Extract to read.
I run Spark in yarn-cluster mode. and yes , log aggregation enabled. In
Yarn aggregated logs i can the job status correctly.

The issue is Yarn Client logs (which is written to stdout in terminal)
states that job has succeeded even though the job has failed.

As user is not testing if Yarn RM successfully cleared all resources, but
the Spark job final status.

If Spark job fails then Spark Job server does not give any useful
information about job failure.

As Marcelo stated it is bug in Spark Python jobs (PythonRunner.scala
maybe). I've created bug report - SPARK-9416
<https://issues.apache.org/jira/browse/SPARK-9416>.

@Marcelo
*Question1*:
Do you know why launching Spark job through SparkLauncher in Java, stdout
logs (i.e., INFO Yarn.Client) are written into error stream
(spark.getErrorStream()) instead of output stream ?

Output stream (spark.getInputStream()) is always empty.

Process spark = new
SparkLauncher().setSparkHome("/home/edadashov/tools/myspark/spark")

.setAppName(sparkScriptName).setMaster("yarn-cluster")

.setAppResource(sparkScriptPath.toString()).addAppArgs(params)
                            .addPyFile(sparkScriptPath.toString())

Task statement.
In the Spark forum post, which bug report number did the writer create?

Stored items from a collection:
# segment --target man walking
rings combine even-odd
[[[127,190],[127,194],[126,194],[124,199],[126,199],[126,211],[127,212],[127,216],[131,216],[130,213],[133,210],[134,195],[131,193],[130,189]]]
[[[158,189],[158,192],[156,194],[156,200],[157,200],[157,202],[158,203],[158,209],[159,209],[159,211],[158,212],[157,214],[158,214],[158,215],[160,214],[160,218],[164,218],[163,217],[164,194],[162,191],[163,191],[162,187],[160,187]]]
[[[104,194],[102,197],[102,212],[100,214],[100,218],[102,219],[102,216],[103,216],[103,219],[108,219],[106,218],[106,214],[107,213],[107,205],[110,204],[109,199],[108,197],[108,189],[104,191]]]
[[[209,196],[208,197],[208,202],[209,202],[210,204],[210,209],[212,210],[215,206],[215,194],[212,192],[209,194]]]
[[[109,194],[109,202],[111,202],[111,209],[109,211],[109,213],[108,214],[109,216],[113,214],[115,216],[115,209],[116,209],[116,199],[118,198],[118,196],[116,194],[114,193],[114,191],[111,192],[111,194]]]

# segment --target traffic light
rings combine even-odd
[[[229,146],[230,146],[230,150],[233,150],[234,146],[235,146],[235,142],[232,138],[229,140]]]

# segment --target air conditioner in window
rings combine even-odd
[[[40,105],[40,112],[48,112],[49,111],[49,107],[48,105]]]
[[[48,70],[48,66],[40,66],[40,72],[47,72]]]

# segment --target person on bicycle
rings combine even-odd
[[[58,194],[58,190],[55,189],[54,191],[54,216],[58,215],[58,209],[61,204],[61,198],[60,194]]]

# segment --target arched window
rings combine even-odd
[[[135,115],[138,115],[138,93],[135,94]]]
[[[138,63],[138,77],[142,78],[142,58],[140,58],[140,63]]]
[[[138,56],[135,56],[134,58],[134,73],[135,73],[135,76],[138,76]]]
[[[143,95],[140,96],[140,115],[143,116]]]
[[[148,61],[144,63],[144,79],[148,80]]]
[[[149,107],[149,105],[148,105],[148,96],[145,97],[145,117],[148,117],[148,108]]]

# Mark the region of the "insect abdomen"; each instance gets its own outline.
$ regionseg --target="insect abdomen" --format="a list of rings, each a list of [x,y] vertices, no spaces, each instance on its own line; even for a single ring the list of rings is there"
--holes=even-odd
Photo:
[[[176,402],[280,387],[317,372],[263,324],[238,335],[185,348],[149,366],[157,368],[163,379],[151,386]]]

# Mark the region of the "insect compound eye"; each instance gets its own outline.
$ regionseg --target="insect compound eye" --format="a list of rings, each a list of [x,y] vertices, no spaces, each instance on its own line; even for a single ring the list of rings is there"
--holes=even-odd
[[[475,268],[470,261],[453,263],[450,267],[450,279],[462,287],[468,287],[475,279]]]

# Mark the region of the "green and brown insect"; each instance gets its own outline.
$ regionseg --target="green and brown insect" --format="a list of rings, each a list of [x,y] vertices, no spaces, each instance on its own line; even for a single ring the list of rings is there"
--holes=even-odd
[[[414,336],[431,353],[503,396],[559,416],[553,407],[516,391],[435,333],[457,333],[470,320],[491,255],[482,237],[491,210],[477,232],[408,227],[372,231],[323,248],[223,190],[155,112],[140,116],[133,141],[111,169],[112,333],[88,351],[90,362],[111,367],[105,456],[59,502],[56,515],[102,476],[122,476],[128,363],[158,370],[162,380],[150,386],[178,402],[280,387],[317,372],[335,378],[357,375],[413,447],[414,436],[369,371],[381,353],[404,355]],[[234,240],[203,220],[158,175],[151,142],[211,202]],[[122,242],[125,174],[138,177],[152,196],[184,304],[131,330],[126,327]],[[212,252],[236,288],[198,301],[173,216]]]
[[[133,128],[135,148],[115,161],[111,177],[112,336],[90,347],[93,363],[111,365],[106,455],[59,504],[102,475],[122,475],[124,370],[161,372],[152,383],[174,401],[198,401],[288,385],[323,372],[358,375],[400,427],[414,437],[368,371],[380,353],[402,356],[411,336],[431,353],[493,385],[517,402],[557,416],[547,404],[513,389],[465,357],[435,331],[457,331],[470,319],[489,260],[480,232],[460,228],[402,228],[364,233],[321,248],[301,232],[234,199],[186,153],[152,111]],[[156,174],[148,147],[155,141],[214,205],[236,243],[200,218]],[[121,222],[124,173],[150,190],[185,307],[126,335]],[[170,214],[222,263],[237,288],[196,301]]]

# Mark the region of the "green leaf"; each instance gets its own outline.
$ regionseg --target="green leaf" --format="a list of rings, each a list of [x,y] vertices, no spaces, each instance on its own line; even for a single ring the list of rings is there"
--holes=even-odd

Answer to the exercise.
SPARK-9416